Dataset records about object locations
-- Begin --
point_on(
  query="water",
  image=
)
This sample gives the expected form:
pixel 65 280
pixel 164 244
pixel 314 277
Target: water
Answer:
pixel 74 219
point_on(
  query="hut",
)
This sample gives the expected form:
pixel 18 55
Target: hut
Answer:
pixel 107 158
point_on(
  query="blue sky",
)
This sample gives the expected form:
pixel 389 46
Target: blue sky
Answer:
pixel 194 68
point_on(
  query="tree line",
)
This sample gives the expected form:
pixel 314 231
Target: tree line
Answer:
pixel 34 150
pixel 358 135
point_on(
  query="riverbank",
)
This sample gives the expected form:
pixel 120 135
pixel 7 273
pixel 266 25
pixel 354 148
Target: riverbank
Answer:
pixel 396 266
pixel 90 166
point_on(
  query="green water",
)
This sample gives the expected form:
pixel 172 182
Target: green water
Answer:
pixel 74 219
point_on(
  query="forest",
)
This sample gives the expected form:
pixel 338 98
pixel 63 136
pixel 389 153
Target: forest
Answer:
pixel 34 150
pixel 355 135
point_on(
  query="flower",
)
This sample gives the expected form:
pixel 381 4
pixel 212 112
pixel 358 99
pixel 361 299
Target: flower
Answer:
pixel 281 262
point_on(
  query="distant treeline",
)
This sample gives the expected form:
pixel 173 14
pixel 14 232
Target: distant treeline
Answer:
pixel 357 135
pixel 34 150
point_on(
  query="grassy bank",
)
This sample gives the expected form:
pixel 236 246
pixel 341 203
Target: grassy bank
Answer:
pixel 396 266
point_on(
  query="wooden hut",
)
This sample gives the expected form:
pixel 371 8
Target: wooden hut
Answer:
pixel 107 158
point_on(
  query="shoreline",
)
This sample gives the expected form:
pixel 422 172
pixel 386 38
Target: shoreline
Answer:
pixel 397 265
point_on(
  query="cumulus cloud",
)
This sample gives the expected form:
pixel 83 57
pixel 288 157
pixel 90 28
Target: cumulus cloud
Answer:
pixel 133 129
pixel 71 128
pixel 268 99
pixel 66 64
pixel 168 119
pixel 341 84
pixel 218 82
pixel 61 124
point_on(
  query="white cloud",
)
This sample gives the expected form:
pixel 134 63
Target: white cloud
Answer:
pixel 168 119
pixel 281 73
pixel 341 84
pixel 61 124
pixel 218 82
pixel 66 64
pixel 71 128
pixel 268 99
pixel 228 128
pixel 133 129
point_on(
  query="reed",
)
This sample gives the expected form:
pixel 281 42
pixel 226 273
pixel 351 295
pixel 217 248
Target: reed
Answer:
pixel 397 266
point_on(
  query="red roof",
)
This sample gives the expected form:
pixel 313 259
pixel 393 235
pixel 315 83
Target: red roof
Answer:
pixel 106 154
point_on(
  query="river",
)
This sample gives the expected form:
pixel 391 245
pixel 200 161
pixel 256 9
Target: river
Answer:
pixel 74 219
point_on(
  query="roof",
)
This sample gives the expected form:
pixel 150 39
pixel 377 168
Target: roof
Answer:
-- End --
What the exercise asks:
Your task is to return the full listing exactly as it was given.

Solved exercise:
point_on(
  query="water",
  image=
)
This sample gives the expected form:
pixel 65 280
pixel 164 244
pixel 314 277
Target: water
Answer:
pixel 74 219
point_on(
  query="hut",
)
This sample gives the expected form:
pixel 18 55
Target: hut
Answer:
pixel 107 158
point_on(
  query="blue sky",
)
This sample gives the expected form:
pixel 389 46
Target: blue sky
Answer:
pixel 194 68
point_on(
  query="tree line",
)
This sample gives the expected form:
pixel 314 231
Target: tree line
Answer:
pixel 34 150
pixel 358 135
point_on(
  query="riverbank",
)
This sample gives the expected form:
pixel 120 135
pixel 7 273
pixel 266 25
pixel 354 148
Target: riverbank
Answer:
pixel 396 266
pixel 90 166
point_on(
  query="green water",
)
This sample gives the expected form:
pixel 172 182
Target: green water
Answer:
pixel 74 219
point_on(
  query="forest",
)
This sample gives the expected form:
pixel 338 98
pixel 63 136
pixel 389 153
Target: forest
Answer:
pixel 34 150
pixel 355 135
point_on(
  query="flower",
)
This sample gives the expected form:
pixel 381 4
pixel 212 112
pixel 358 99
pixel 361 299
Target: flower
Answer:
pixel 281 262
point_on(
  query="distant treeline",
)
This sample gives the expected form:
pixel 173 14
pixel 14 232
Target: distant treeline
Answer:
pixel 357 135
pixel 34 150
point_on(
  query="grassy bank",
)
This sample gives the expected form:
pixel 236 246
pixel 341 203
Target: grassy bank
Answer:
pixel 396 266
point_on(
  query="wooden hut",
)
This sample gives the expected form:
pixel 371 8
Target: wooden hut
Answer:
pixel 107 158
point_on(
  query="shoreline",
)
This sample gives the expected form:
pixel 422 172
pixel 386 38
Target: shoreline
Answer:
pixel 397 265
point_on(
  query="cumulus cloud",
)
This sample gives the expected form:
pixel 83 57
pixel 288 157
pixel 90 28
Target: cumulus cloud
Answer:
pixel 133 129
pixel 71 128
pixel 268 99
pixel 66 64
pixel 168 119
pixel 341 84
pixel 218 82
pixel 61 124
point_on(
  query="white cloud",
)
This sample gives the expected form:
pixel 134 63
Target: white cloud
Answer:
pixel 168 119
pixel 281 73
pixel 341 84
pixel 61 124
pixel 218 82
pixel 66 64
pixel 71 128
pixel 268 99
pixel 228 128
pixel 133 129
point_on(
  query="reed",
)
This sample gives the expected form:
pixel 281 42
pixel 226 273
pixel 351 295
pixel 217 248
Target: reed
Answer:
pixel 397 266
point_on(
  query="red roof",
)
This sample gives the expected form:
pixel 313 259
pixel 393 235
pixel 315 83
Target: red roof
Answer:
pixel 106 154
point_on(
  query="river",
)
This sample gives the expected form:
pixel 391 245
pixel 200 161
pixel 256 9
Target: river
Answer:
pixel 74 219
point_on(
  query="roof",
)
This sample gives the expected form:
pixel 150 39
pixel 377 168
Target: roof
Answer:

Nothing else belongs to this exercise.